Please extract every line of the records below that contains the word "gold", matching case exactly.

DATA SHOWN:
┏━━
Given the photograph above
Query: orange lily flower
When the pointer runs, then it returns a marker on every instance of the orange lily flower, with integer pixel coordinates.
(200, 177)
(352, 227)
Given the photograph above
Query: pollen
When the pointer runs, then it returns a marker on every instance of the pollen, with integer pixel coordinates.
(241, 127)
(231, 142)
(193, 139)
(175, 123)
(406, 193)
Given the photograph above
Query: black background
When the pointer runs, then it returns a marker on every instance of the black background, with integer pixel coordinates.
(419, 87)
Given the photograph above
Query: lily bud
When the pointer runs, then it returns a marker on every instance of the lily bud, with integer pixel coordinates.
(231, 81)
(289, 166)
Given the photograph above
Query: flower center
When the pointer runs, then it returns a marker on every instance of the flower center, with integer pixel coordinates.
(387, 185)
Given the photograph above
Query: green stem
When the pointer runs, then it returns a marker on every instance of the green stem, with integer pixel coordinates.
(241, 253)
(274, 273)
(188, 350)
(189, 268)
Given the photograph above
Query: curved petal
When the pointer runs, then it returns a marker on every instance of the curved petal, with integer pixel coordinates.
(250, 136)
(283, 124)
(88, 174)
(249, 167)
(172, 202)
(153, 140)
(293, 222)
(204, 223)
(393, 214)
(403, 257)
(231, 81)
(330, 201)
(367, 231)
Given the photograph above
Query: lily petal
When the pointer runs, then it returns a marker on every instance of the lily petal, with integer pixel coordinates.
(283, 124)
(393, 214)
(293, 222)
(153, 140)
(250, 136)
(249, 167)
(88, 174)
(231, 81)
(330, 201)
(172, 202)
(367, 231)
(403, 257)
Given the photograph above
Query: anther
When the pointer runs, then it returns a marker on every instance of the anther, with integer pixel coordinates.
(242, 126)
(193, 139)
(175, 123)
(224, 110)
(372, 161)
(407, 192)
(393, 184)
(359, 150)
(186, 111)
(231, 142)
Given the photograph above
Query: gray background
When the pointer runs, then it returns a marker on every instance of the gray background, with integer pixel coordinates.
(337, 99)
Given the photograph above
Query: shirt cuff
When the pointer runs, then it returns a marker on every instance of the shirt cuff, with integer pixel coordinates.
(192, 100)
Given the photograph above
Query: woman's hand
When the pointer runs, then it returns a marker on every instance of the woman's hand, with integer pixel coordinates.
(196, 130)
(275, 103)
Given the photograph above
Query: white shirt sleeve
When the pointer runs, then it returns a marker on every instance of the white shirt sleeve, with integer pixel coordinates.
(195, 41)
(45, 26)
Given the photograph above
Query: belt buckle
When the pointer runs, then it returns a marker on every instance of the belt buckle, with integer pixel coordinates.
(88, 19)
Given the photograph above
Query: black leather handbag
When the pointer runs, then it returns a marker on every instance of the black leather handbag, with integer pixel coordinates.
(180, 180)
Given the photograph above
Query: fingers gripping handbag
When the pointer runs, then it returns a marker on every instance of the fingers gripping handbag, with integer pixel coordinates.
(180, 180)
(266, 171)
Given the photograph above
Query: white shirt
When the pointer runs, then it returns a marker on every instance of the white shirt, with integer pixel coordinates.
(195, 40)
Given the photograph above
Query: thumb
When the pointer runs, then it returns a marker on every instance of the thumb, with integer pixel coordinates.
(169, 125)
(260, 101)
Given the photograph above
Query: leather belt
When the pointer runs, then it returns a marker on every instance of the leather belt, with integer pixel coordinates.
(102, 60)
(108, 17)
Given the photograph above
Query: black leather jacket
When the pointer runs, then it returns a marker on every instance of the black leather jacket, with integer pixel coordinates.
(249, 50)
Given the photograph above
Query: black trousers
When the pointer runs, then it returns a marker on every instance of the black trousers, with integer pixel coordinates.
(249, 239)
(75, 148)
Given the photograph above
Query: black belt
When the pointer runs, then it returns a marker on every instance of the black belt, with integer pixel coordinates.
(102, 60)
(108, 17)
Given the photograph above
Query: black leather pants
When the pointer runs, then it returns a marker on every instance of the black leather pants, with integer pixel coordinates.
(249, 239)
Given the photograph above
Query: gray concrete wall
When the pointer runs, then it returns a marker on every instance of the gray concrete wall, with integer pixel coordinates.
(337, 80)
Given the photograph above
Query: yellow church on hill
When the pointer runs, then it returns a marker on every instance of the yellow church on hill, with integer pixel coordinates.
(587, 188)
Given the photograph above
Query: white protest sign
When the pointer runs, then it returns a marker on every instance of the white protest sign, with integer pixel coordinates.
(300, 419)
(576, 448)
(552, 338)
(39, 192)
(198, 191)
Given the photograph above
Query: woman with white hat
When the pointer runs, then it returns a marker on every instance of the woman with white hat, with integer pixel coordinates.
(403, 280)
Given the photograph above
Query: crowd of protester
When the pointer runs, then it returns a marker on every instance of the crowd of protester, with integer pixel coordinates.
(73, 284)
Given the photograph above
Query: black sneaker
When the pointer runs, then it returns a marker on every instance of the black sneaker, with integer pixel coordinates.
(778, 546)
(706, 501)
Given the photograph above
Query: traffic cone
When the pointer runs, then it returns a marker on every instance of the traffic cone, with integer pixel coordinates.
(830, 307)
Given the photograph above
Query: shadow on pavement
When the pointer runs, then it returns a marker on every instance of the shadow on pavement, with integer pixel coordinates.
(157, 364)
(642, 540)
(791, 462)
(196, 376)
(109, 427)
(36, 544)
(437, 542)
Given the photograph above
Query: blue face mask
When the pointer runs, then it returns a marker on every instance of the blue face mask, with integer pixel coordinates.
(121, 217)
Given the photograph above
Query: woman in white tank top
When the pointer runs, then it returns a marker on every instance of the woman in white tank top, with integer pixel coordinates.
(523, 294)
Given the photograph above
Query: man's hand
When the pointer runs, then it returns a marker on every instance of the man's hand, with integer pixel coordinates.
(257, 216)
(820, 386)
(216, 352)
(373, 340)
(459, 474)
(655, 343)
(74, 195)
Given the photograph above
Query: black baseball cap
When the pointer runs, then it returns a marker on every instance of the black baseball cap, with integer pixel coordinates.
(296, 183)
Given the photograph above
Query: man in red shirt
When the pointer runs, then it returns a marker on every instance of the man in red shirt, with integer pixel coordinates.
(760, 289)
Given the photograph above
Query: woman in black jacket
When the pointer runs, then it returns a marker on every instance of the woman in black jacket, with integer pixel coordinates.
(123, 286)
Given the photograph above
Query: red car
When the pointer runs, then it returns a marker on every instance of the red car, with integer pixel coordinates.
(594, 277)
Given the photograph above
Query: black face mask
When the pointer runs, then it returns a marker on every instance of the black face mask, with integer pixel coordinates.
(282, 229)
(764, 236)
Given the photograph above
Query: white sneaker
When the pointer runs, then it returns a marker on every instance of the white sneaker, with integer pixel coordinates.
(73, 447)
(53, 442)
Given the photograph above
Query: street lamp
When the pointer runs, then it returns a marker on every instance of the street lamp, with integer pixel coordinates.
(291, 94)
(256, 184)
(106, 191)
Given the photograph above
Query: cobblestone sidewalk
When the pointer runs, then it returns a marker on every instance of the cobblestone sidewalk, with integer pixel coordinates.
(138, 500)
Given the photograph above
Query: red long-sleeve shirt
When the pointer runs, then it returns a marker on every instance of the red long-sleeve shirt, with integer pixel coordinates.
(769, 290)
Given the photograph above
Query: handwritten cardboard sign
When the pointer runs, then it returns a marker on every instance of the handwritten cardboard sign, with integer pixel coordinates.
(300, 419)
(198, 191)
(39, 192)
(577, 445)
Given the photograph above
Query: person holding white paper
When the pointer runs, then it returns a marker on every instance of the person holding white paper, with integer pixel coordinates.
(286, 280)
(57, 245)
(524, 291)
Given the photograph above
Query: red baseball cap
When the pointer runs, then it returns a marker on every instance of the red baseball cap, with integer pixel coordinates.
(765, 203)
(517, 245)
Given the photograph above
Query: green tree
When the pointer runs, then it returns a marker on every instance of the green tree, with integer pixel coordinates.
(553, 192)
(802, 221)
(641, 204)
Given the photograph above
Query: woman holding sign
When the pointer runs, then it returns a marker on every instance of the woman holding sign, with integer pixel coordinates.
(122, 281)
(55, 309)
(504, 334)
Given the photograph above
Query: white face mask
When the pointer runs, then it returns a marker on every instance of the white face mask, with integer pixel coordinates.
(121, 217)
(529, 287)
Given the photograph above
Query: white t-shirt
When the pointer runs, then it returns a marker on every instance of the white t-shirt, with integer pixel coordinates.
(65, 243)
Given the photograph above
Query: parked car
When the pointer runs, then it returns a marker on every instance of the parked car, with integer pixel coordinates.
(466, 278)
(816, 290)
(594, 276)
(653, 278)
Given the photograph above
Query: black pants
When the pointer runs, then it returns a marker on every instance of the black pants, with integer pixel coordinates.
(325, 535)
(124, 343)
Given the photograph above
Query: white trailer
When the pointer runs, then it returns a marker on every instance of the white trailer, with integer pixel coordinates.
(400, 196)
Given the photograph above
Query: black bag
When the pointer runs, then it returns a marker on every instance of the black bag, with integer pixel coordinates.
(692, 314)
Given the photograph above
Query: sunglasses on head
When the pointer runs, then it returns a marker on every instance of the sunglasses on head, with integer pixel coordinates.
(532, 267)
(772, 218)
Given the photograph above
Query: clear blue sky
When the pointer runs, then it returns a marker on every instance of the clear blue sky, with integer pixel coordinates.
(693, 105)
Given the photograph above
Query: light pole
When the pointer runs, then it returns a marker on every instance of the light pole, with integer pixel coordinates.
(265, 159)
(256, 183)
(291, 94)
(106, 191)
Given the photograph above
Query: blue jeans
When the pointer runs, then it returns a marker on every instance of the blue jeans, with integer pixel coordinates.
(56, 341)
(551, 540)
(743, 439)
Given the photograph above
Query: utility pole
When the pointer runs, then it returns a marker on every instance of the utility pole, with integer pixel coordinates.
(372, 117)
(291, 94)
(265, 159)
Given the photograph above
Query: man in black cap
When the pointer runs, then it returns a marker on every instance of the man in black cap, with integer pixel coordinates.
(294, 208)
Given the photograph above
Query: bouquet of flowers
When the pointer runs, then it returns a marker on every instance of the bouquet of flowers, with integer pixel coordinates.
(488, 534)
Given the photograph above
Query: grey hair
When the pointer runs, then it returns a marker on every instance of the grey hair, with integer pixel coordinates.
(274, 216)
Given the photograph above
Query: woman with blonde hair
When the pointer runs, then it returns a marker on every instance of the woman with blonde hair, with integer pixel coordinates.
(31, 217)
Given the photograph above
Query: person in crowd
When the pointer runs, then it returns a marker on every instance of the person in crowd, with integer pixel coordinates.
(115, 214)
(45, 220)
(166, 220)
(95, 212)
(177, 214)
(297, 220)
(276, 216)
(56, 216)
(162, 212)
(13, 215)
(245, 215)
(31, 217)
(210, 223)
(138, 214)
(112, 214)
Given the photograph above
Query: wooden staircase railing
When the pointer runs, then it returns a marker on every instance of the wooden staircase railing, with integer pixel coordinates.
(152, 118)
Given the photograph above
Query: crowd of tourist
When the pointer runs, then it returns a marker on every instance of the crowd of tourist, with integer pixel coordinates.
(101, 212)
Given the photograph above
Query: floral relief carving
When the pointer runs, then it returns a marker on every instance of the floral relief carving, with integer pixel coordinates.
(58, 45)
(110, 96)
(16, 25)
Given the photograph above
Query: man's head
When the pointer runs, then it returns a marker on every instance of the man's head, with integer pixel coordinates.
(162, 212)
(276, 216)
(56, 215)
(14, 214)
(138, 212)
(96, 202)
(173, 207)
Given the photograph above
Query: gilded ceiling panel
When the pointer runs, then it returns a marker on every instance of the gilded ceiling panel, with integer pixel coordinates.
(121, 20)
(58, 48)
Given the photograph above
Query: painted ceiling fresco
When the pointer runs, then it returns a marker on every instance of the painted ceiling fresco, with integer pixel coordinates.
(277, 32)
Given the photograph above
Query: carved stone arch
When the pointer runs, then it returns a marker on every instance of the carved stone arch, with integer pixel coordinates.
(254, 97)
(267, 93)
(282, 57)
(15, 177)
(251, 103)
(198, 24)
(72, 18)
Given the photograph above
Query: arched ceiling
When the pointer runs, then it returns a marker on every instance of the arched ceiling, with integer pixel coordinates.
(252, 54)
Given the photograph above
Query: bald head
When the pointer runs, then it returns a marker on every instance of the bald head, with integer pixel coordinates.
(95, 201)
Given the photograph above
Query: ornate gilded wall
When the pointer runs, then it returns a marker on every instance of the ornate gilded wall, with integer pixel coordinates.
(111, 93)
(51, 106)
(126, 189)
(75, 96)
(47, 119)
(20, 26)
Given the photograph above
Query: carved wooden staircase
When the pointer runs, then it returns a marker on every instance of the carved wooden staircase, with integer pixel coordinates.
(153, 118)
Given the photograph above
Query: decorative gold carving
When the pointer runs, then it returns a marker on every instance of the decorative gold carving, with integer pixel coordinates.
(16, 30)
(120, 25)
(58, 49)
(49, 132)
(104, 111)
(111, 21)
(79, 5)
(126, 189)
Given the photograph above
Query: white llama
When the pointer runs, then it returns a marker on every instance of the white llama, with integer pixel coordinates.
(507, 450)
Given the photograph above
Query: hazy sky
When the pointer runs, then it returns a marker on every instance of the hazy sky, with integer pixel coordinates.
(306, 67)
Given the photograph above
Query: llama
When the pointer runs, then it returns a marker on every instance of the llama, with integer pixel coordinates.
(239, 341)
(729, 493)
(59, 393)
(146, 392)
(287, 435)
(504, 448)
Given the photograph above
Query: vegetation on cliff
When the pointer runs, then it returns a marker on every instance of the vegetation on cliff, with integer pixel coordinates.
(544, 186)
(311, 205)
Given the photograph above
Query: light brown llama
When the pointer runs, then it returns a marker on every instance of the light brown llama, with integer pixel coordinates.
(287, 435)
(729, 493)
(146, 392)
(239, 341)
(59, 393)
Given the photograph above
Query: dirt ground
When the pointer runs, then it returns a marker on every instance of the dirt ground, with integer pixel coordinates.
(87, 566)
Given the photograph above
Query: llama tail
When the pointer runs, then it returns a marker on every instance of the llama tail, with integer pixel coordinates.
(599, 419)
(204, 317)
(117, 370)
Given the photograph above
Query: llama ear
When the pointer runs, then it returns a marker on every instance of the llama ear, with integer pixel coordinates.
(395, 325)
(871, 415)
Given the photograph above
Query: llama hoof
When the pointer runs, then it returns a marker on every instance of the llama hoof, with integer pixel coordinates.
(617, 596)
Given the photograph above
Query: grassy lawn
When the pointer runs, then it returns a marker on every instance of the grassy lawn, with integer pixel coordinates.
┗━━
TASK ANSWER:
Query: decorative gold carving
When the pointer runs, then it returns a marker on every instance of the decorative gold carving, with integer pixel coordinates.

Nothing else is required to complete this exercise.